__Written exercise A__
Answer these questions from the text on albedo and solar irradiance, one answer per line, marked the same way:
(i) How many geometrically identical models were used in the simulations?
(ii) Which software was used to run the simulations?
(iii) On which surfaces did albedo variations from the baseline model have only a minimal impact on solar irradiance?
__Written exercise B__
Rewrite the stretch of the albedo text from "Albedo variations from" through "BIPV potential estimations.", swapping "BIPV" for "solar panel" each time it occurs.

Urban-scale solar irradiance simulations were conducted using 10 geometrically identical models with varying surface albedo settings. A synthetic model representing building stocks with realistic albedo parameters was developed as a baseline for comparative analysis. Nine alternative models with different albedo assumptions were generated to assess the sensitivity of annual solar irradiance predictions on exterior façades. Simulations were performed using ClimateStudio. To further evaluate the impact of the surrounding urban context, a novel indicator—Weighted Mean Albedo Difference (WMAD)—was introduced.
Albedo variations from the baseline model had a minimal impact on rooftop solar irradiance, aligning with previous research. However, a significant influence on solar irradiance was observed for vertical façades, directly affecting BIPV energy yield. Sensitivity to albedo assumptions strongly correlated with surface orientation and surrounding albedo distribution. Greater discrepancies between simplified assumptions and realistic values resulted in higher simulation errors. These findings underscore the critical importance of precise albedo representation in urban-scale models to ensure reliable BIPV potential estimations.

__Dataset__
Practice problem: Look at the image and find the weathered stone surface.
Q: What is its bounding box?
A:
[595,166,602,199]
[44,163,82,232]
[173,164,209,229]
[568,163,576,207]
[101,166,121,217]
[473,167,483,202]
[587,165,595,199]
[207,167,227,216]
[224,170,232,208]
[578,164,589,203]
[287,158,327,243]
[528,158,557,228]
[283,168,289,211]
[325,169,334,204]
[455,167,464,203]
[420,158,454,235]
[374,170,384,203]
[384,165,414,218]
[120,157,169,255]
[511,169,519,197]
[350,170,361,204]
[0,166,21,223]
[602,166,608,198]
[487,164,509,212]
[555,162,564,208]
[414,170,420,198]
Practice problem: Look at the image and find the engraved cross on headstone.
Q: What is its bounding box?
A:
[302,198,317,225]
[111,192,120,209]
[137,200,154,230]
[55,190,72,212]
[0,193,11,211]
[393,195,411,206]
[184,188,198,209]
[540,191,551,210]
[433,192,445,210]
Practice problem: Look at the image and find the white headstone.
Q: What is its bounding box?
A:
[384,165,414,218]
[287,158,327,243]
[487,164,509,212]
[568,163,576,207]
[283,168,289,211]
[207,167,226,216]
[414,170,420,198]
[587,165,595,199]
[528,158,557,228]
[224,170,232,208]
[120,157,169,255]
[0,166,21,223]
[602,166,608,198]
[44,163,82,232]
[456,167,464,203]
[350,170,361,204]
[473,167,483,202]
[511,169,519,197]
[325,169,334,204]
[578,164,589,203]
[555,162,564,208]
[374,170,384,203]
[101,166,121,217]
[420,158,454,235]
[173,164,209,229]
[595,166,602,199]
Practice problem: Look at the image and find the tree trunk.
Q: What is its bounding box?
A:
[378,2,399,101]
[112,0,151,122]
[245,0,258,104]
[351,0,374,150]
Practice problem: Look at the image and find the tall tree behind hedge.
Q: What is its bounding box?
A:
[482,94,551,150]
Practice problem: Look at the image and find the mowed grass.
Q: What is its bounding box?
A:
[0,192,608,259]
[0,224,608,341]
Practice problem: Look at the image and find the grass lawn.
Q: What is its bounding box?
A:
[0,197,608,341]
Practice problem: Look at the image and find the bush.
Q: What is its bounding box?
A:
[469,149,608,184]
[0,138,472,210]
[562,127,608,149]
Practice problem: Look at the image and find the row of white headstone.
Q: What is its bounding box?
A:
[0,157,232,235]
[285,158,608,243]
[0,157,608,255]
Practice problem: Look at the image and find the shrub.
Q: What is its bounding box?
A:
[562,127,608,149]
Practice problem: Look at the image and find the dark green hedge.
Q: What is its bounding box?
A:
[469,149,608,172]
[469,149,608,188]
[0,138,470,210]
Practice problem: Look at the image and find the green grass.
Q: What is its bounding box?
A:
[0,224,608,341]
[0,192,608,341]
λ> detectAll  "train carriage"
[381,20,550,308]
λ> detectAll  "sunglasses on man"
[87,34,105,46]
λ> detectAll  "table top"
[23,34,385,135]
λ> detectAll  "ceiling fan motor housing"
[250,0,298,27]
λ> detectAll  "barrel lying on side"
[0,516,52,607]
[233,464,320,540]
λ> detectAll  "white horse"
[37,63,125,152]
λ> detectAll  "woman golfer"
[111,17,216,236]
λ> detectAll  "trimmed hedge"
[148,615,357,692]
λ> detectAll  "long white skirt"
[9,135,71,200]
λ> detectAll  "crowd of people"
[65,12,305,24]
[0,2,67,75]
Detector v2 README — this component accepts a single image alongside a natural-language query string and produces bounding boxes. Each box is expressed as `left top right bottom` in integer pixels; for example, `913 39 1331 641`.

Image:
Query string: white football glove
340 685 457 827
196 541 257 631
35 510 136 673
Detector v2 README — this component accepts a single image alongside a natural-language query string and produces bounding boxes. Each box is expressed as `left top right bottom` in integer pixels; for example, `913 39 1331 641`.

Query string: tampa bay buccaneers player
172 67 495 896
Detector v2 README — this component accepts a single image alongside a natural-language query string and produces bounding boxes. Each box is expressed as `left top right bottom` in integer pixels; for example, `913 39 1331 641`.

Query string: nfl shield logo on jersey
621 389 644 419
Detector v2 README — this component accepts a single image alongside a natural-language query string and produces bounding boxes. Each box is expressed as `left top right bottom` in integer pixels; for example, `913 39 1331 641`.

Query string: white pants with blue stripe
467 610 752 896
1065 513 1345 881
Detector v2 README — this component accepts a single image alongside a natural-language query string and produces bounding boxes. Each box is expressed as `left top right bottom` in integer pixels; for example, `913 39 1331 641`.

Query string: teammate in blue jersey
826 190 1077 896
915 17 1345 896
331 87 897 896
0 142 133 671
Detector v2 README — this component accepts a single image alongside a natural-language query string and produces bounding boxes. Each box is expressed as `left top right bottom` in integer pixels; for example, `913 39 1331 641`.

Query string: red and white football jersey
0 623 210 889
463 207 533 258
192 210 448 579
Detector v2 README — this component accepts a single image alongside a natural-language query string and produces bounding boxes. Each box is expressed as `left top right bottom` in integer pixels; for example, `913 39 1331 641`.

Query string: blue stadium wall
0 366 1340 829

__Written solution A__
(i) 10
(ii) ClimateStudio
(iii) Rooftops

__Written solution B__
Albedo variations from the baseline model had a minimal impact on rooftop solar irradiance, aligning with previous research. However, a significant influence on solar irradiance was observed for vertical façades, directly affecting solar panel energy yield. Sensitivity to albedo assumptions strongly correlated with surface orientation and surrounding albedo distribution. Greater discrepancies between simplified assumptions and realistic values resulted in higher simulation errors. These findings underscore the critical importance of precise albedo representation in urban-scale models to ensure reliable solar panel potential estimations.